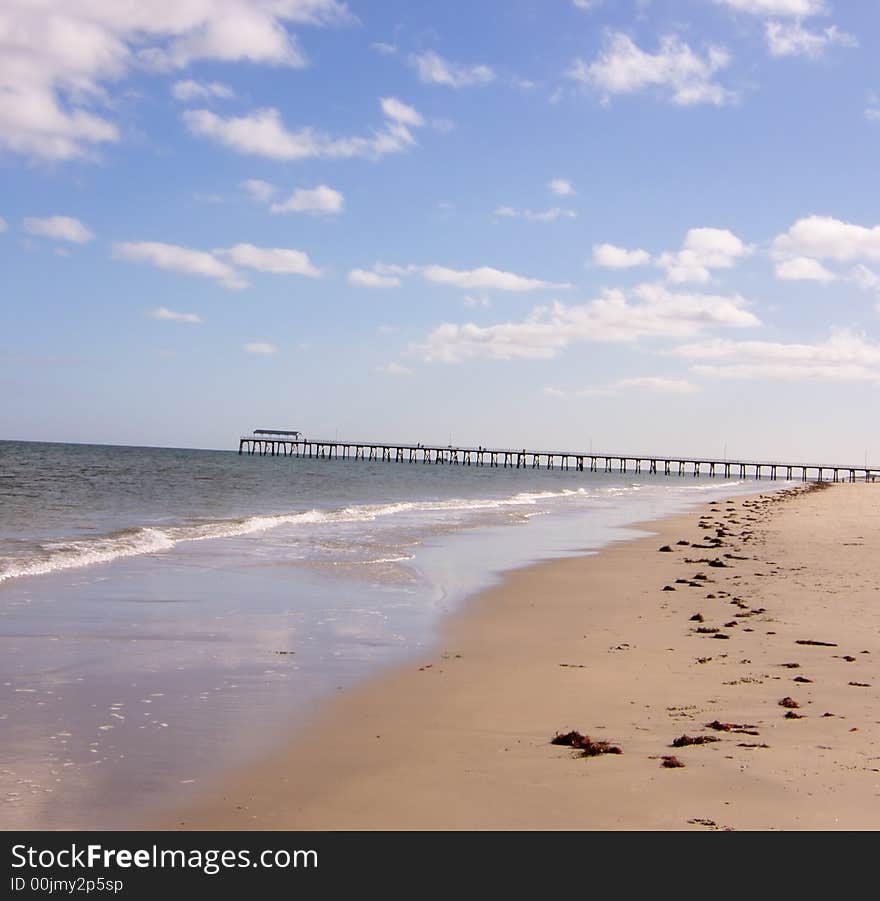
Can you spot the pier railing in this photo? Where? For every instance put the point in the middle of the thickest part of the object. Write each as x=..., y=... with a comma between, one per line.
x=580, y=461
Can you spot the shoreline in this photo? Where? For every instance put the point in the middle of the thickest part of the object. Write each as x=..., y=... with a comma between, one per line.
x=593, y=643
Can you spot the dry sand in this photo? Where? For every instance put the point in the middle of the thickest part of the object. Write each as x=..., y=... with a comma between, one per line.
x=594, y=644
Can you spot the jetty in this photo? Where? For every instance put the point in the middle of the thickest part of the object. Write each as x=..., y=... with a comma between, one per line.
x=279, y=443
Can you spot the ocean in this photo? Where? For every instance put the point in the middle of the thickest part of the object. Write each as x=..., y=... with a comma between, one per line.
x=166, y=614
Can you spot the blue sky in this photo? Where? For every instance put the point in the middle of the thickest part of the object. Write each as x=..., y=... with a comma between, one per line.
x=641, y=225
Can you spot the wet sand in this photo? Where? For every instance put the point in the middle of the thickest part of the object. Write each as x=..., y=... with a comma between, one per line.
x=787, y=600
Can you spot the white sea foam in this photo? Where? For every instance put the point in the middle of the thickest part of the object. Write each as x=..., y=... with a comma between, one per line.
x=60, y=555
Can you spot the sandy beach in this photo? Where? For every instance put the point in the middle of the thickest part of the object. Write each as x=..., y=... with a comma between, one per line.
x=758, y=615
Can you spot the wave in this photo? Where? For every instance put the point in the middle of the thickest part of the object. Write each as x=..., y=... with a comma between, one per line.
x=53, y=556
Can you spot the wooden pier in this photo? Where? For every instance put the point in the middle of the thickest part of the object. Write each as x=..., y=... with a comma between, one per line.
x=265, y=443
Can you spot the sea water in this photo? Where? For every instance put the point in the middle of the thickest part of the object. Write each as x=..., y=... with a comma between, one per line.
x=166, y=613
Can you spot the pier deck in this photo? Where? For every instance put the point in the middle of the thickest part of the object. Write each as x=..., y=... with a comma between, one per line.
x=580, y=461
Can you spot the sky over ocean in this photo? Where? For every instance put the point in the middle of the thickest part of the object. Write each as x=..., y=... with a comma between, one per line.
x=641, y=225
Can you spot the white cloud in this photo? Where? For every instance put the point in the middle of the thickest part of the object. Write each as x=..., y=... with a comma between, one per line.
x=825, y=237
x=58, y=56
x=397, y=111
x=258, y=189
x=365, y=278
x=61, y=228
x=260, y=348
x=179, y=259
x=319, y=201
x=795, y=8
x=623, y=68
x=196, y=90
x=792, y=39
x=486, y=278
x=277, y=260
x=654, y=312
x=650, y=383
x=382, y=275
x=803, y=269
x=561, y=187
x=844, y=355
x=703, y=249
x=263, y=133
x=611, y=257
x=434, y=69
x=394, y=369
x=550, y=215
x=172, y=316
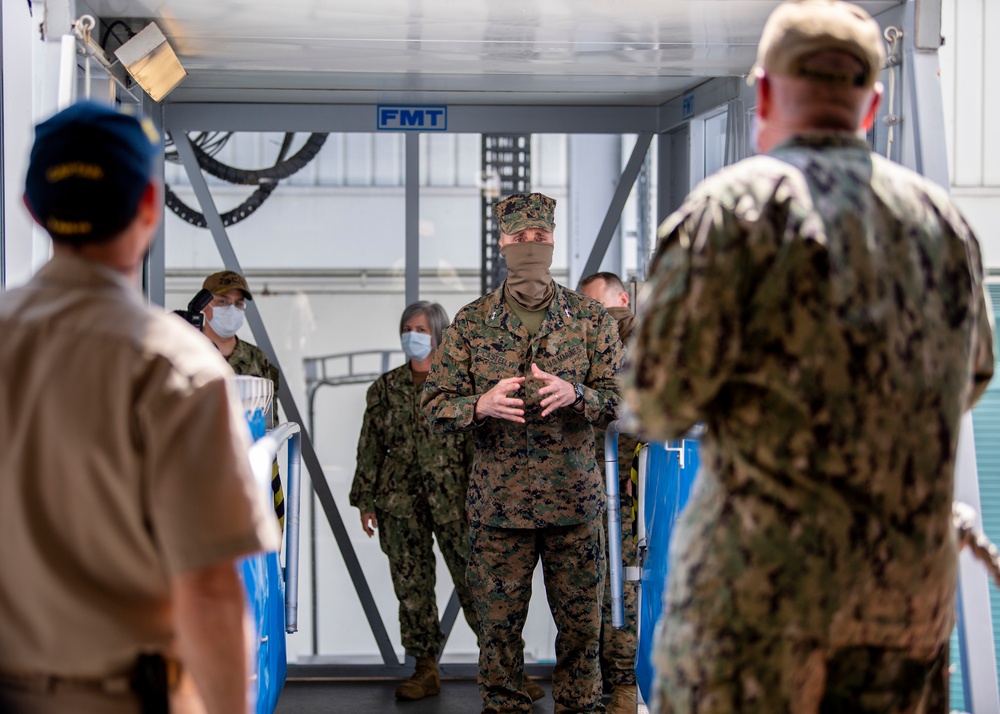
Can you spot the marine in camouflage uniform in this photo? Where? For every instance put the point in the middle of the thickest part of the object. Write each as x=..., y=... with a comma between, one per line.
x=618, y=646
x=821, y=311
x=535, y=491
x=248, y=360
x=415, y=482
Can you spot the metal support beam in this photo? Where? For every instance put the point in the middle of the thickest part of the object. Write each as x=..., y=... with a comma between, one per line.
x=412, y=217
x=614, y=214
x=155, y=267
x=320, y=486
════
**The problem:** Print, exactly as they appear above, the lines running from the one with "Can you spot the metal" through the final line.

**Problem solution:**
Can you spot the metal support beam in this photo? Where? For every instance put the point in the middle of the thickest part of the object. Write each as x=..., y=... with a comma between, one per line.
x=412, y=217
x=614, y=214
x=155, y=267
x=320, y=486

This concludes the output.